■ Work task ■
Find the line with "Target: eye blinder on cap" and the line with "# mark one dot per instance, written like column 70, row" in the entries below; output exactly those two lines, every line between them, and no others.

■ Input material ■
_____
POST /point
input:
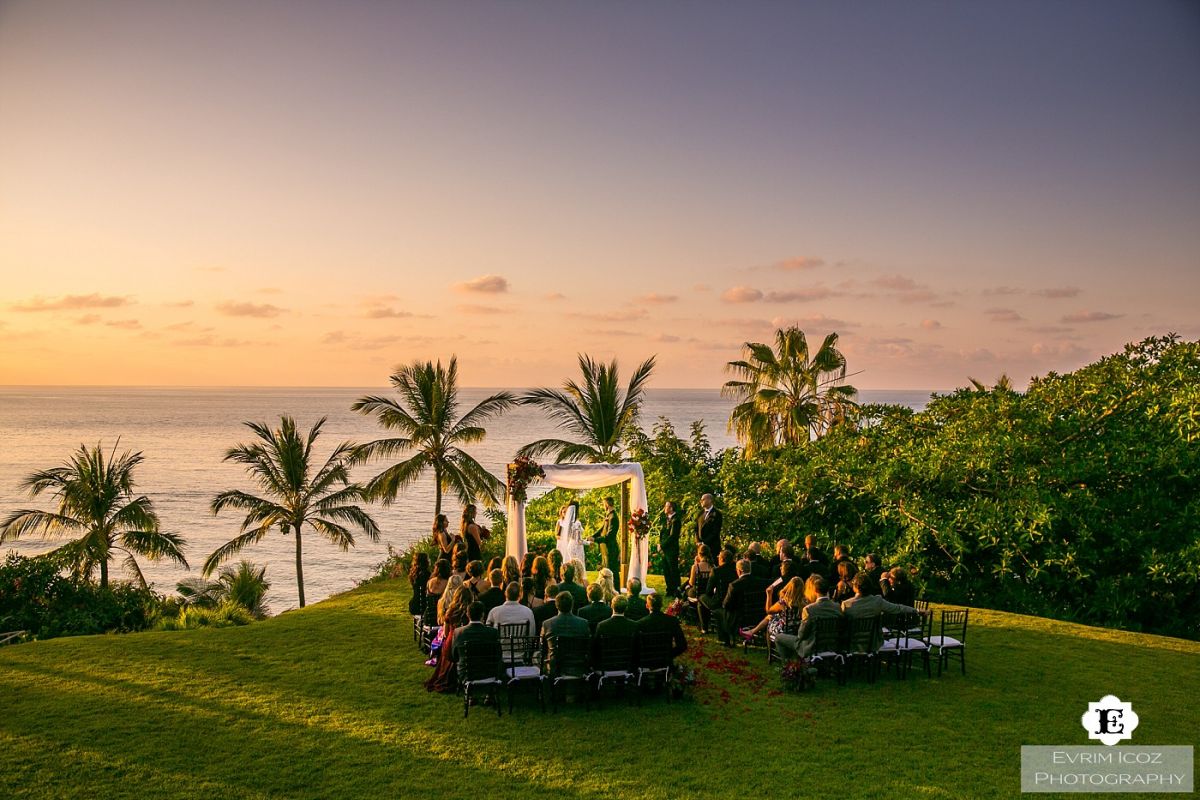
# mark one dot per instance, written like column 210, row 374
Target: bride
column 569, row 533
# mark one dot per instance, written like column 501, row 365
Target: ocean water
column 184, row 434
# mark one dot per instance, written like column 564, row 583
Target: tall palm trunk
column 299, row 566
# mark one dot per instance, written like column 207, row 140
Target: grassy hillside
column 327, row 702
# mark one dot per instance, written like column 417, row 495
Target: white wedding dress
column 570, row 537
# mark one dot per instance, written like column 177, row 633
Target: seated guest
column 597, row 609
column 493, row 595
column 898, row 587
column 547, row 608
column 473, row 631
column 816, row 593
column 541, row 575
column 564, row 624
column 791, row 597
column 607, row 584
column 714, row 593
column 655, row 621
column 844, row 589
column 579, row 594
column 419, row 575
column 556, row 565
column 701, row 570
column 747, row 585
column 513, row 612
column 636, row 609
column 475, row 579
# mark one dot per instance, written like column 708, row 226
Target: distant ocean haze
column 184, row 434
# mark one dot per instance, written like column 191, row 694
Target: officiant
column 607, row 537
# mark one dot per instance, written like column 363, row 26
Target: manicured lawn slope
column 328, row 702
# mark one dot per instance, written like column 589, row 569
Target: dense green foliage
column 327, row 702
column 36, row 596
column 1078, row 499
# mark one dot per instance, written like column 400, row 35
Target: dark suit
column 669, row 542
column 659, row 623
column 473, row 632
column 610, row 545
column 745, row 591
column 713, row 595
column 594, row 613
column 708, row 529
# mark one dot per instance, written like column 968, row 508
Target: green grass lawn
column 327, row 702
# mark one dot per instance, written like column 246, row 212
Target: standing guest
column 443, row 678
column 844, row 589
column 701, row 570
column 541, row 576
column 708, row 524
column 493, row 595
column 473, row 534
column 607, row 584
column 513, row 612
column 670, row 525
column 597, row 609
column 443, row 537
column 606, row 536
column 419, row 575
column 510, row 570
column 898, row 587
column 714, row 593
column 579, row 594
column 636, row 609
column 655, row 621
column 556, row 565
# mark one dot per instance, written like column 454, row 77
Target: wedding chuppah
column 579, row 476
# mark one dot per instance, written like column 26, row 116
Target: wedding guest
column 845, row 587
column 607, row 584
column 714, row 593
column 419, row 575
column 579, row 594
column 443, row 537
column 898, row 587
column 636, row 609
column 556, row 565
column 655, row 621
column 597, row 609
column 511, row 570
column 513, row 612
column 708, row 524
column 493, row 595
column 701, row 570
column 670, row 524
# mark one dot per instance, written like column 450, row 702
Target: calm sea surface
column 185, row 432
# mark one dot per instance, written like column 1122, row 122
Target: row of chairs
column 516, row 661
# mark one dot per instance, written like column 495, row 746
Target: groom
column 606, row 536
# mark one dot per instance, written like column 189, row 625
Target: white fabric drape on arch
column 588, row 476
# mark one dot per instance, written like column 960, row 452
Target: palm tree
column 96, row 499
column 598, row 413
column 294, row 494
column 424, row 414
column 785, row 396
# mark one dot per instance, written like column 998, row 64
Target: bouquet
column 798, row 674
column 640, row 524
column 521, row 473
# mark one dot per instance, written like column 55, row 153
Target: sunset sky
column 309, row 193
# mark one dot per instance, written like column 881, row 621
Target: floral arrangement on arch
column 798, row 674
column 521, row 473
column 640, row 524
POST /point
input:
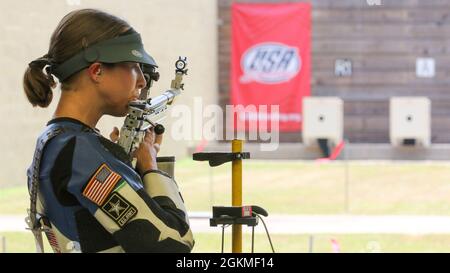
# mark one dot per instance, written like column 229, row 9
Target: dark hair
column 77, row 30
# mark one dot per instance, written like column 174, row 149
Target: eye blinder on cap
column 127, row 48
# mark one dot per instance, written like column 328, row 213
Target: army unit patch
column 119, row 209
column 101, row 184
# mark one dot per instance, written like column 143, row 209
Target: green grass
column 19, row 242
column 300, row 187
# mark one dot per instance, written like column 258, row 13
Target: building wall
column 169, row 28
column 383, row 43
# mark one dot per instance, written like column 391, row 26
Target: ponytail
column 37, row 84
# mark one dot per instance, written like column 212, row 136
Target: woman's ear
column 95, row 71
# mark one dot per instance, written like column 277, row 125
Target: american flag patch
column 101, row 184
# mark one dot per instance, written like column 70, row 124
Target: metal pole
column 3, row 239
column 311, row 243
column 211, row 187
column 236, row 194
column 347, row 182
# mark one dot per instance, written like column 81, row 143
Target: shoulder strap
column 34, row 218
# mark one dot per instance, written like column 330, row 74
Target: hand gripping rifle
column 145, row 113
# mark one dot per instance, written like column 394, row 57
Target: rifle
column 146, row 113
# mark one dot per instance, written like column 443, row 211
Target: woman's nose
column 141, row 82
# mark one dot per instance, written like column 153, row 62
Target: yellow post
column 236, row 194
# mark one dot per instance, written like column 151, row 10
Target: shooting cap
column 125, row 48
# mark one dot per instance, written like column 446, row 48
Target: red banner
column 270, row 60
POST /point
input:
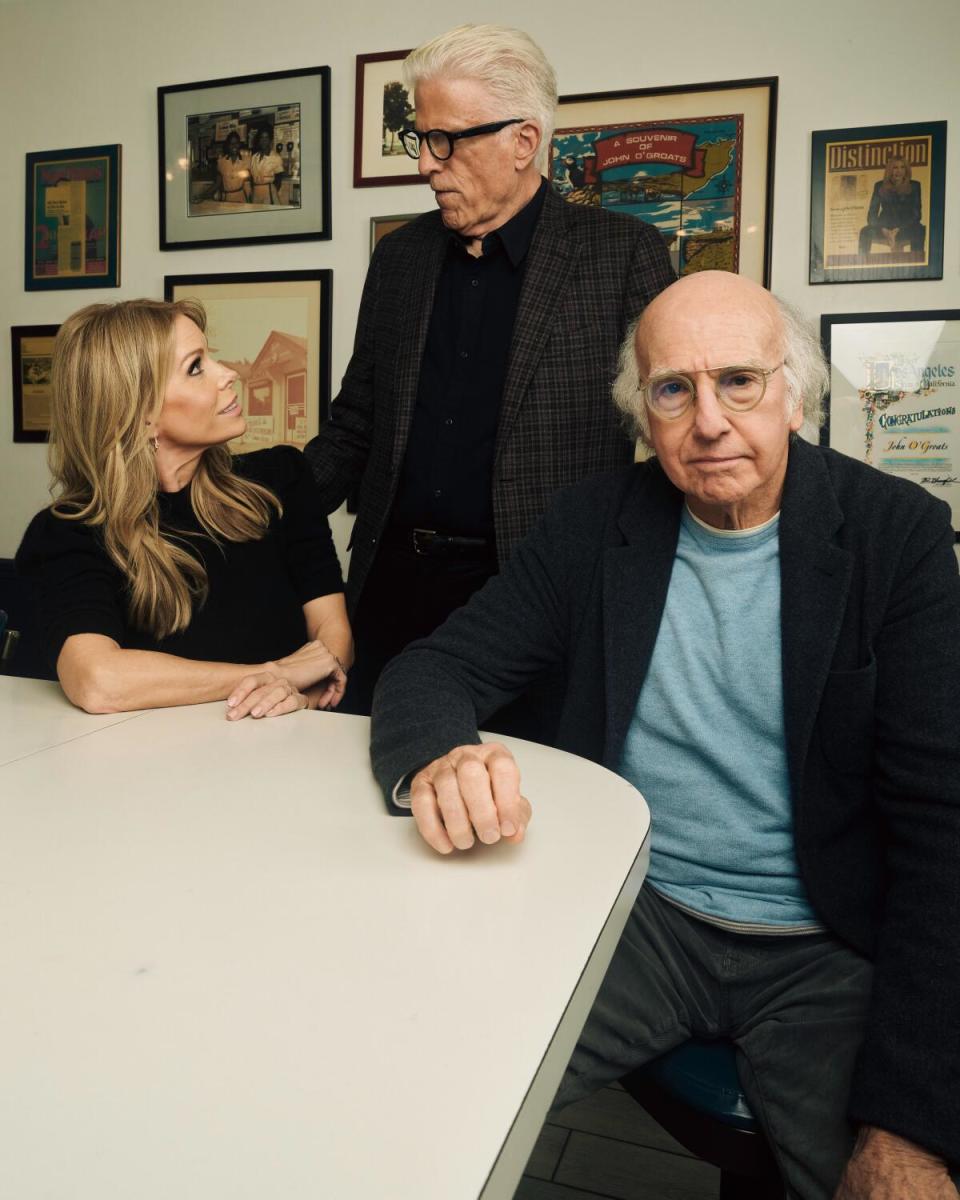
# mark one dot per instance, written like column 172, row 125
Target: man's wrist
column 882, row 1144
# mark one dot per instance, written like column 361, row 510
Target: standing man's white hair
column 507, row 61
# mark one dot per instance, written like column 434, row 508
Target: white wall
column 85, row 73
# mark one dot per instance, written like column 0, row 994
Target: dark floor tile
column 633, row 1173
column 546, row 1153
column 611, row 1113
column 543, row 1189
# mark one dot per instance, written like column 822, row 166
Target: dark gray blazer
column 870, row 611
column 588, row 274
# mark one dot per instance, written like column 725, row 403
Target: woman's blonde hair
column 111, row 365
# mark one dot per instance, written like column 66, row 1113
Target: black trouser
column 407, row 595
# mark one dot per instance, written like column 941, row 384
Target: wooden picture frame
column 245, row 159
column 379, row 227
column 895, row 395
column 864, row 179
column 72, row 237
column 274, row 329
column 31, row 353
column 696, row 161
column 378, row 157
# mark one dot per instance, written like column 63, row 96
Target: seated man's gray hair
column 505, row 60
column 805, row 373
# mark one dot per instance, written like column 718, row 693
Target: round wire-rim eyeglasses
column 441, row 142
column 738, row 389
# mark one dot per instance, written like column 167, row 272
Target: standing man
column 485, row 348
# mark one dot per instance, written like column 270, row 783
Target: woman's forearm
column 101, row 677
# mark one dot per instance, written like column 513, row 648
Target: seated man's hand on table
column 471, row 792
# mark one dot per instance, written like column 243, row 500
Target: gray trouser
column 795, row 1007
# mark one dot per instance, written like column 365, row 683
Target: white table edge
column 507, row 1170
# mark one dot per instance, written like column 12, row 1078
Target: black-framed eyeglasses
column 738, row 389
column 441, row 142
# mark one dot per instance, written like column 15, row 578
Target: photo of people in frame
column 244, row 161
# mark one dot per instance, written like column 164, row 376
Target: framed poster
column 245, row 160
column 895, row 394
column 72, row 219
column 273, row 329
column 383, row 108
column 379, row 227
column 31, row 354
column 876, row 203
column 696, row 161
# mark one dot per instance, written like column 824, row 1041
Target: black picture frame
column 658, row 127
column 288, row 199
column 894, row 399
column 274, row 329
column 846, row 173
column 31, row 349
column 65, row 190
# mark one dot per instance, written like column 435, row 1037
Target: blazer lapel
column 636, row 577
column 549, row 263
column 815, row 576
column 419, row 286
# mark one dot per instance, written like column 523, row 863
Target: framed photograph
column 895, row 394
column 31, row 354
column 383, row 108
column 696, row 161
column 72, row 219
column 876, row 203
column 274, row 330
column 379, row 227
column 245, row 160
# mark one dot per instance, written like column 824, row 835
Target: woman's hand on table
column 311, row 677
column 471, row 792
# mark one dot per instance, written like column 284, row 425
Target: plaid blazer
column 588, row 274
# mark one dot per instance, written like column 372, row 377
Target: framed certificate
column 895, row 394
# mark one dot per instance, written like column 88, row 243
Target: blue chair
column 694, row 1092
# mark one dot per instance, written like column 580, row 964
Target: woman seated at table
column 167, row 570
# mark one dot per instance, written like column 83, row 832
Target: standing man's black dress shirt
column 447, row 478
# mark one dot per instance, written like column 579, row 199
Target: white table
column 228, row 973
column 36, row 715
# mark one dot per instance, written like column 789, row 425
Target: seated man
column 763, row 636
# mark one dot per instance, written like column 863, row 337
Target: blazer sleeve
column 441, row 689
column 339, row 454
column 909, row 1072
column 651, row 270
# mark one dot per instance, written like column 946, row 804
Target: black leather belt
column 431, row 544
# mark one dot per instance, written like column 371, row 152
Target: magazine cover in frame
column 694, row 161
column 895, row 394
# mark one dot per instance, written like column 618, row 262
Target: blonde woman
column 169, row 571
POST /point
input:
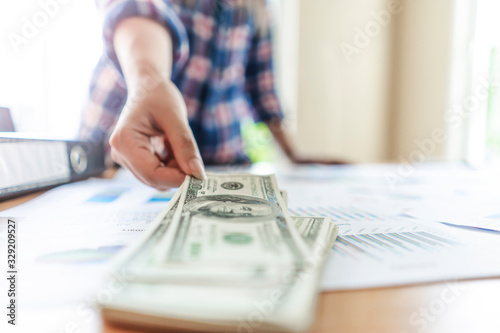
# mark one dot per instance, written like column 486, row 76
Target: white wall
column 373, row 87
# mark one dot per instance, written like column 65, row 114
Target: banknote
column 221, row 249
column 228, row 227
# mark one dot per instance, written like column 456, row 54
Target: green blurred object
column 493, row 112
column 257, row 141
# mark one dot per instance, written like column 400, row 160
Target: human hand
column 158, row 112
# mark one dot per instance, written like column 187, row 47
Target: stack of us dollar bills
column 224, row 256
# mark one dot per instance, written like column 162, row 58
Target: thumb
column 184, row 147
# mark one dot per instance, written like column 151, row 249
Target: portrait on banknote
column 233, row 207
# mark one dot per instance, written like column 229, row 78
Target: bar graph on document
column 338, row 214
column 373, row 250
column 378, row 245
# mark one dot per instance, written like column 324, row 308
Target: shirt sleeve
column 260, row 77
column 161, row 11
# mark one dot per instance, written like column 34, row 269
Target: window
column 49, row 48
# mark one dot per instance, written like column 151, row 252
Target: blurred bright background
column 400, row 81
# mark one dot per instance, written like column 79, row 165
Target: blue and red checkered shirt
column 222, row 66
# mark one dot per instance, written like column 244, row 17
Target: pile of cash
_____
■ Output of the task ■
Target: eye blinder on cap
column 127, row 48
# mark one dot per instance, written like column 328, row 213
Target: army unit patch
column 119, row 209
column 101, row 184
# mark one dot per instance, written like column 143, row 209
Target: green grass
column 19, row 242
column 300, row 187
# mark one dot per instance, written like column 258, row 13
Target: building wall
column 169, row 28
column 383, row 43
# mark one dot per instance, written like column 391, row 26
Target: ponytail
column 37, row 84
# mark one dot per instance, written like column 212, row 136
Target: woman's ear
column 95, row 71
# mark one dot per instance, written like column 277, row 125
Target: american flag patch
column 101, row 184
# mark one dot per instance, written like column 70, row 124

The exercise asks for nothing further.